(Collection entries)
Start of Block
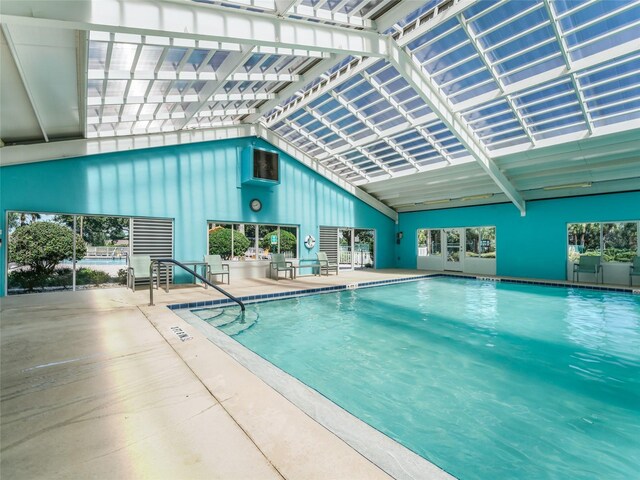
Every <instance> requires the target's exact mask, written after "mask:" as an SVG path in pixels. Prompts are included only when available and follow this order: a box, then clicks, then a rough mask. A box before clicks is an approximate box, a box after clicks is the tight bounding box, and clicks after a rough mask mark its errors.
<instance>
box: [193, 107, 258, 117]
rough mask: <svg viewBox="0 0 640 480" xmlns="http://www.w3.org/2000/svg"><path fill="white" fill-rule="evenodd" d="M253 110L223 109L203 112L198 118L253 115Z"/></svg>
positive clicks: (210, 110)
mask: <svg viewBox="0 0 640 480" xmlns="http://www.w3.org/2000/svg"><path fill="white" fill-rule="evenodd" d="M255 111H256V109H255V108H224V109H220V110H203V111H201V112H198V115H197V116H198V117H228V116H234V115H249V114H251V113H255Z"/></svg>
End of Block
The problem
Lines with the word "rough" in them are the answer; report each one from the data.

Response to the exercise
Every <instance> requires the target's exact mask, written after "mask:" as an SVG path in pixels. Prompts are included only when available and follow this order: a box, then clicks, then a rough mask. A box before clicks is an approximate box, a box after clicks is the tight bounding box, and clicks after a rough mask mark its errors.
rough mask: <svg viewBox="0 0 640 480" xmlns="http://www.w3.org/2000/svg"><path fill="white" fill-rule="evenodd" d="M253 110L223 109L203 112L198 118L253 115Z"/></svg>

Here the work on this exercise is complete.